> [Vorgegebener Text]
********
|
Teldec 0630-19992-2/Vertrieb: east-west
Sándor Veress (1907-92), der ab 1949 im Schweizer Exil lebte
und am Berner Konservatorium u. a. Heinz Holliger in Komposition
unterrichtete, ist der wahrscheinlich bedeutendste ungarische Komponist
zwischen Bartók und Ligeti/Kurtág. Die sechs Csárdás
von 1938, jeweils ungefähr eine Minute lang, sind Studien zwischen
Folklore und barockisierendem Neoklassizismus, die im Kleinen viel
vorwegnehmen. Beide Hauptwerke dieser Zusammenstellung von Ersteinspielungen
sind Anfang der fünfziger Jahre entstanden: Die "Hommage
à Paul Klee" (sieben von Klee-Bildern inspirierte "Fantasien")
********
> [Erfasste Angaben]
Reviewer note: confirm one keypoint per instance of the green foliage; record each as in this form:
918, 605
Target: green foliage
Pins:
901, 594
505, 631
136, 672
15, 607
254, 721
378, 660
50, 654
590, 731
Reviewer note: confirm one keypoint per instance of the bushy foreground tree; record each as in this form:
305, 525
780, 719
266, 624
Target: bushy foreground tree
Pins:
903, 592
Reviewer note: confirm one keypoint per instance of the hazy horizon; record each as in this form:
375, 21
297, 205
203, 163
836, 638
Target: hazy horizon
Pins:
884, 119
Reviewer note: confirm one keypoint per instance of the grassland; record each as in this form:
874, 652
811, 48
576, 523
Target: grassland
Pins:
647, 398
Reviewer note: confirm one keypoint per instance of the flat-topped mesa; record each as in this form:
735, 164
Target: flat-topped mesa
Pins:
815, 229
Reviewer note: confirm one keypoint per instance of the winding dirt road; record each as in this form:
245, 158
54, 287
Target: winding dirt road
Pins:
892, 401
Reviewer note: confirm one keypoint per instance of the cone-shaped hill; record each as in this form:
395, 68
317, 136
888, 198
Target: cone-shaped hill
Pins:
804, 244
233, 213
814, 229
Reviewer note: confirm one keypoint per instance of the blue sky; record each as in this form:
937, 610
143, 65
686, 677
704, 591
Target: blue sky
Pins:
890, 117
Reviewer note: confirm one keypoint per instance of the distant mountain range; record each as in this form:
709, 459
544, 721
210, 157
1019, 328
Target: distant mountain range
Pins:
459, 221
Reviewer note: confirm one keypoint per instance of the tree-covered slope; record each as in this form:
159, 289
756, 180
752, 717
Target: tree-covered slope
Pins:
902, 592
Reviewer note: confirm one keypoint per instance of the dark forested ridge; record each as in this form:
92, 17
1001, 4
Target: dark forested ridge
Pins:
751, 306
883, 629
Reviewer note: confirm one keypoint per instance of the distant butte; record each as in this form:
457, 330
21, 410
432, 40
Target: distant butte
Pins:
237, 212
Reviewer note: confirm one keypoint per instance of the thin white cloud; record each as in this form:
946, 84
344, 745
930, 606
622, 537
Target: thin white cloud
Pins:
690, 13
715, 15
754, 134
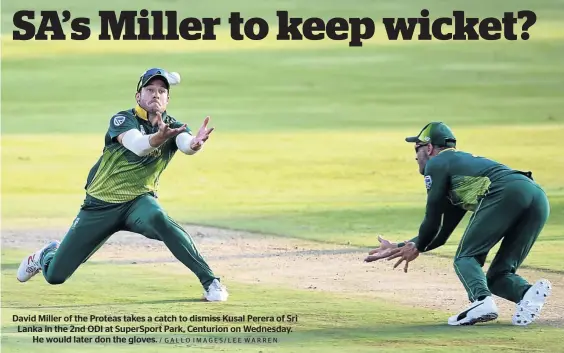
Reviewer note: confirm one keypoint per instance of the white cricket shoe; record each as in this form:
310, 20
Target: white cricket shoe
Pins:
529, 308
216, 292
30, 265
479, 311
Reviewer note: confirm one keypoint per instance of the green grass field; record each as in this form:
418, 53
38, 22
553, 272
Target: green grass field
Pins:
309, 144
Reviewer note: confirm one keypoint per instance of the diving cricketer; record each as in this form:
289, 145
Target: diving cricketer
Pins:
507, 205
121, 190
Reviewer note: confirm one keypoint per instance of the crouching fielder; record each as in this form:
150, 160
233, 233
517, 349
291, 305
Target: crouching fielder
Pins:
507, 205
121, 190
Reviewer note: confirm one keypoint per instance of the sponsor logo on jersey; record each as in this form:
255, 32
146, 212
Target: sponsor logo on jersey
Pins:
118, 120
428, 182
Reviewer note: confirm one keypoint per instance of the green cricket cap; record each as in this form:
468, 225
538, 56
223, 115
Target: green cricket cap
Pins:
151, 74
435, 133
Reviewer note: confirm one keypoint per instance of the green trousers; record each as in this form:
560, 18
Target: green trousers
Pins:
97, 221
516, 213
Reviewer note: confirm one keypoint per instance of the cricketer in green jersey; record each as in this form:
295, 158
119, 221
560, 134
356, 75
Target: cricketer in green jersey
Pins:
507, 205
121, 190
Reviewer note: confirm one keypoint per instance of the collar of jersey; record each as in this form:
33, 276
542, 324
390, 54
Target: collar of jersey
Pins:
446, 149
142, 113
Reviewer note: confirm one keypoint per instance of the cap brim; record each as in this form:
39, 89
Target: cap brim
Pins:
161, 76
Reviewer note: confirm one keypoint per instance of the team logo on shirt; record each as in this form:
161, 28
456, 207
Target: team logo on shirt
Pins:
118, 120
428, 182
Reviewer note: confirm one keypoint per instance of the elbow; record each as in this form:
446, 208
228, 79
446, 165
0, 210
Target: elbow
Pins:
137, 143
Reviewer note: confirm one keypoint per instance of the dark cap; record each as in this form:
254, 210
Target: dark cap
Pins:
********
> [Aufgabenstellung] Seit welchem Jahr lebte Sándor Veress laut dem Text über ihn im Schweizer Exil?

> [Antwort] Seit 1949.